- The problem -
Please transcribe the data exactly as shown, skipping the images.

Photo-based referring expression data
* * *
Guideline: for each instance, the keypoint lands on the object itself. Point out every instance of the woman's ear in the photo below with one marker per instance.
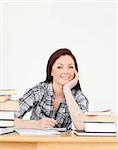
(51, 73)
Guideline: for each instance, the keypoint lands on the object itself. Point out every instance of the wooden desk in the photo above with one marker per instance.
(66, 141)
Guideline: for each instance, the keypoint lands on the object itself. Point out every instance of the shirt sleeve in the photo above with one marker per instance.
(25, 103)
(82, 101)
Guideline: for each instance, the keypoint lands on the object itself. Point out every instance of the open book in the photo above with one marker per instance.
(50, 131)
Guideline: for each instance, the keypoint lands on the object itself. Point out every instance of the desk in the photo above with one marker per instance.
(65, 141)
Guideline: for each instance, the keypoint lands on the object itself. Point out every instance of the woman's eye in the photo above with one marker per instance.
(59, 67)
(71, 67)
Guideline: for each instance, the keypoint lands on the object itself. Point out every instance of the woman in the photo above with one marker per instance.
(58, 101)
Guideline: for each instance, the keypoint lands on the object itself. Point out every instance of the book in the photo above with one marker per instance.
(9, 105)
(100, 134)
(6, 123)
(5, 98)
(98, 113)
(99, 118)
(100, 127)
(6, 115)
(7, 92)
(37, 132)
(6, 130)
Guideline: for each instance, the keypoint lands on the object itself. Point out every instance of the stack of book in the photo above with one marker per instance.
(101, 123)
(7, 109)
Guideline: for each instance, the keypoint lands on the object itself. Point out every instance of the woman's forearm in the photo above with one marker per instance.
(75, 111)
(25, 124)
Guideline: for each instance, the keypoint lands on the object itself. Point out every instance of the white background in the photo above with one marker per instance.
(32, 30)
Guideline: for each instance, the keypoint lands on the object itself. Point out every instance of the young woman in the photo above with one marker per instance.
(58, 101)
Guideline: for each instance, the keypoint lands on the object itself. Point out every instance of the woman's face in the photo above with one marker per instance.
(63, 70)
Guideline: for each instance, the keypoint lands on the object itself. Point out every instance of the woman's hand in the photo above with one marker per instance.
(73, 82)
(45, 123)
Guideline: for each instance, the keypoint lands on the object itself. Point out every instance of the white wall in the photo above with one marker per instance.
(32, 30)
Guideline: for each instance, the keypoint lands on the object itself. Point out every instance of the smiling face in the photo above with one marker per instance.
(63, 70)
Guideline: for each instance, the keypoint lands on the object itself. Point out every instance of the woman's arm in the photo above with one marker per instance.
(41, 124)
(74, 109)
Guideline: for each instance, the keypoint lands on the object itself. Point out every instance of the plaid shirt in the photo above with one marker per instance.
(40, 99)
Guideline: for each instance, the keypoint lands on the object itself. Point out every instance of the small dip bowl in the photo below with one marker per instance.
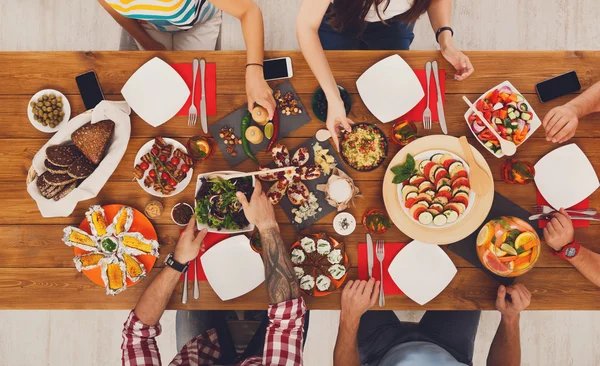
(182, 213)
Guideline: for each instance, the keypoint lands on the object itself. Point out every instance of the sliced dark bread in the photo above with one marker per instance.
(81, 168)
(62, 155)
(93, 139)
(55, 169)
(58, 179)
(65, 191)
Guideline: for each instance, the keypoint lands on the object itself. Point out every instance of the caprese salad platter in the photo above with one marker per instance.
(508, 112)
(438, 193)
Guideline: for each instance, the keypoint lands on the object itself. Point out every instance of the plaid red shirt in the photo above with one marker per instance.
(283, 343)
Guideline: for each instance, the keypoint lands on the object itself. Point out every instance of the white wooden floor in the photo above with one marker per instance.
(32, 338)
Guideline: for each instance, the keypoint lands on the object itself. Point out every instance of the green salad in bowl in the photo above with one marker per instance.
(217, 206)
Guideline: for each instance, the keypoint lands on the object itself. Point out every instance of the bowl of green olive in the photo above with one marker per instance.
(48, 109)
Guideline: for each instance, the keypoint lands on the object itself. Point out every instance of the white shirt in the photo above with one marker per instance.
(396, 7)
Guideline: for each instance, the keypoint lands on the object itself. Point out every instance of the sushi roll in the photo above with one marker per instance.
(307, 283)
(122, 221)
(323, 246)
(337, 271)
(88, 261)
(97, 220)
(109, 244)
(298, 256)
(308, 244)
(335, 256)
(75, 237)
(136, 244)
(114, 276)
(135, 269)
(324, 283)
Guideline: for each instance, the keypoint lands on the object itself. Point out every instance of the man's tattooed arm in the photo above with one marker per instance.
(279, 271)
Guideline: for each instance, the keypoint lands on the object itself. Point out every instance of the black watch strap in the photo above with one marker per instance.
(171, 262)
(439, 31)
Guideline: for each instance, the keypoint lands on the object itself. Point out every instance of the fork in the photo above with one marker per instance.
(543, 209)
(427, 111)
(193, 112)
(380, 252)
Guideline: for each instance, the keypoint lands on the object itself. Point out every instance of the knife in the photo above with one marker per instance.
(549, 217)
(370, 255)
(440, 105)
(203, 100)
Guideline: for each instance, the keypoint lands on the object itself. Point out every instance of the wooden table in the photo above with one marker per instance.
(36, 268)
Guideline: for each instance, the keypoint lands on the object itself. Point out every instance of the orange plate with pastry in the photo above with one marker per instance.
(141, 224)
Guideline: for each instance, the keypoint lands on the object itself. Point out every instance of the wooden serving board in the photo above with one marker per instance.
(454, 233)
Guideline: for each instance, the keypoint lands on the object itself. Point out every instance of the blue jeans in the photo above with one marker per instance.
(454, 331)
(376, 36)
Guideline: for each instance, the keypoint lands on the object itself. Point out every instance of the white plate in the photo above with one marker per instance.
(426, 155)
(535, 122)
(156, 92)
(232, 268)
(66, 109)
(200, 226)
(422, 271)
(146, 149)
(565, 176)
(390, 88)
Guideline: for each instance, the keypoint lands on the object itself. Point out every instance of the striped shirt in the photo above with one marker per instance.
(166, 15)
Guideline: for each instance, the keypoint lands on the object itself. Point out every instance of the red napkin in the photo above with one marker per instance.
(416, 114)
(209, 240)
(580, 206)
(391, 249)
(210, 78)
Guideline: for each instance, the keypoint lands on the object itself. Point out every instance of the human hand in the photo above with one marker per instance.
(561, 123)
(520, 298)
(258, 91)
(259, 211)
(459, 60)
(357, 298)
(337, 120)
(559, 231)
(189, 244)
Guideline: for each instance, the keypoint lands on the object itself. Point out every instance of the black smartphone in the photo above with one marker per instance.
(278, 68)
(89, 88)
(558, 86)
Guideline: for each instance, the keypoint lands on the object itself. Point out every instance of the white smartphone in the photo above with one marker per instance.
(278, 68)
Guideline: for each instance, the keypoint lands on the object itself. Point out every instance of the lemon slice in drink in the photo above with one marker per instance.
(523, 239)
(509, 249)
(485, 234)
(269, 130)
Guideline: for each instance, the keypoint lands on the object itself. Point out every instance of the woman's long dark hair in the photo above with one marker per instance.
(350, 14)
* * *
- Output for this task -
Guideline: for each instance, the keypoint lands on the object itself. Point out every instance of the woman's ear in the photo below with one marker per instance.
(51, 73)
Guideline: for each instance, the keypoint lands on the object itself. Point out every instance of the wooden desk in the photo above with one marker per instance.
(66, 141)
Guideline: for each instance, the keypoint lands on the object itself. Point out every instance of the shirt sleeve in the photo above with one marker per instance.
(25, 103)
(82, 101)
Guideline: for each instance, the keypoint lands on the object itself. Point out every instance of the open book in the photo above with one marker per instance.
(50, 131)
Guideline: for each instance, the keypoint lands on the object itself. Point out every instance of the desk in the photo above with one marker per instance.
(65, 141)
Guideline: for each instance, the keypoint lands on the object itself. Point out every instance of the woman's eye in the photo above with one marker per instance.
(59, 67)
(71, 67)
Guideline: for each instance, the keypoint lands on the object itself. Point out every instance of the woman in the photo above with one marker per instance.
(58, 101)
Guideline: for each instance, the keypoint lands on the object itself. Point out every instance of the book in the photo above with one marker per instance.
(9, 105)
(100, 134)
(6, 123)
(5, 98)
(98, 113)
(99, 118)
(100, 127)
(6, 115)
(7, 92)
(37, 132)
(6, 130)
Guideline: for each instance, the keypoint lands on the object itself. Point out every instance of the stack of book in the photo above with one marker per instance.
(101, 123)
(7, 109)
Guideline: for each instance, the keypoint lands on the object itself. Point out every instance of the woman's forearm in the photo above with one marker per instance.
(75, 111)
(25, 124)
Guideline: for each instance, the keypoint lands on the object itself. Point out every instance of the white background in the photo above with one marker per instance.
(32, 30)
Guideline: for each instance, the keypoint lands on the object itself. Point out every instance of the young woman in the photo above with one marker per instance.
(58, 101)
Guideline: for each instance, the keypoint lands on the object itself. Point out every instance of the woman's face in the photo above with one marker per instance.
(63, 70)
Guideline: for each instance, the keypoint lands on the object itself. Point out every instance of the woman's hand in the photo above with one marker per instance.
(73, 82)
(45, 123)
Guideline: for each instance, the keypoint lands on the object itself. Point out every instance of the white wall in the photo above with one marker per instance.
(32, 30)
Guideline: for each instance, the keypoint lands on the object itself. Point out every instance of the smiling face in the photo above with one marker per instance.
(63, 70)
Guideline: for each instance, the keypoint lands on the object itself. Point out every instance of the woman's arm in the photo above with one marker per instance.
(41, 124)
(74, 109)
Guideline: for each instance, the keypoint lands on the object itself. Point out every instance of the plaid shirt in the photo above with one marker per instance.
(40, 99)
Guideline: for each instance, the keypoint lands on the object itself. Point out every instance of the small dip bowl in the photo below with one marker per instance.
(182, 213)
Guideline: for each instance, the keypoint lands on the object itself. Point out every instance of the sliced dark bread in the photo above with one marker per instance.
(81, 168)
(62, 155)
(93, 139)
(55, 169)
(58, 179)
(65, 191)
Guideline: for each instance, the keypoint lands on the object itself. Point out every instance of the caprese salad platter in the photo above with one marker per instance.
(508, 112)
(438, 193)
Guideline: for each instance, the keypoint lands on the object itself. Point out every instance of the plaid red shirt in the photo above with one marker per instance.
(283, 343)
Guideline: for each instance, the keypoint lands on the object itself. Point out every instance of the white wooden floor in the photo above with one marker per instance.
(32, 338)
Guideline: for each instance, the keypoint lands on the object itself. Point out every instance of the green salad in bowl in the photo above with one marker per instance.
(217, 206)
Guideline: for each instance, the keypoint lands on the object itself. Point out every instance of the bowl of green olive in the photo above with one marker per instance.
(48, 109)
Guideline: for each instance, the keypoint lands on the object itself. Point out every instance of the white shirt in the photo above with one marker per instance.
(396, 7)
Guideline: for each instance, the keypoint lands on the object itself. Point out every instance of the sushi roll in the photo above with one marker per instance.
(307, 283)
(122, 221)
(323, 246)
(337, 271)
(88, 261)
(97, 220)
(109, 244)
(298, 256)
(308, 244)
(335, 256)
(75, 237)
(136, 244)
(114, 276)
(135, 269)
(324, 283)
Guideline: for each instance, the keypoint lands on the object itself. Point out every instance of the man's tattooed arm in the photo above with one marker per instance.
(279, 271)
Guideline: for each instance, the keypoint lands on the object itself. Point out every instance of the black watch strap in the photo above with one marker per instance.
(171, 262)
(439, 31)
Guideline: for each instance, the keypoint lands on the object itself. Point out every instance of the fork in the photo above with one marker per instance.
(543, 209)
(427, 111)
(193, 112)
(380, 252)
Guideline: for each instance, the keypoint lands on the object itself. Point out every instance of the knife in the photo above with one marker per instance.
(549, 217)
(370, 255)
(440, 105)
(203, 100)
Guideline: for each instance, the keypoint lands on the object itself. Point out every instance of the wooden table in the photo above with one marker per instance.
(36, 268)
Guideline: for each instance, the keypoint lands on the object itself. Point out every instance of the orange plate with pastry in the photo above with one marker per instance.
(141, 224)
Guideline: for each instance, the keypoint lands on the object itself. Point out every instance of the wooden serving board in the photo above with one marker per instance.
(454, 233)
Guideline: for each instance, the keypoint lands on the object itself. Point out every instance of the blue jeans in the photo above with one marker per instance.
(454, 331)
(376, 36)
Guideline: for each instance, the keypoint lands on the object itself. Point out every instance of the white plate in the photo above with one marker per instance.
(426, 155)
(535, 122)
(156, 92)
(232, 268)
(66, 109)
(200, 226)
(422, 271)
(146, 149)
(565, 176)
(390, 88)
Guideline: for each instance, the keypoint lands on the object itself. Point out every instance of the striped shirt in the photo above with one marker per instance.
(166, 15)
Guideline: for each instance, the keypoint lands on the object itself. Point out every instance of the red napkin in the photo above with one marker per instance.
(416, 114)
(209, 240)
(580, 206)
(391, 249)
(210, 78)
Guideline: for each instance, the keypoint lands on the object itself. Point out every instance of the human hand in the photo above with one marker per instance.
(561, 123)
(520, 298)
(258, 91)
(259, 211)
(459, 60)
(357, 298)
(337, 120)
(559, 231)
(189, 244)
Guideline: for each instance, the keypoint lands on the object itself. Point out every instance of the black smartphone in the photo above with one marker per instance.
(278, 68)
(89, 88)
(558, 86)
Guideline: for each instance, the keypoint lands on the object itself. Point out every instance of the white smartphone in the photo above with one marker per instance.
(278, 68)
Guideline: for each instance, the keypoint lands on the object itself. Point out every instance of the lemon slice in drink in the photo above with one marker per instance.
(523, 239)
(509, 249)
(485, 234)
(269, 130)
Guideline: for each instance, the keypoint lands on the object itself. Point out every instance of the woman's long dark hair in the photo above with one marker per instance.
(350, 14)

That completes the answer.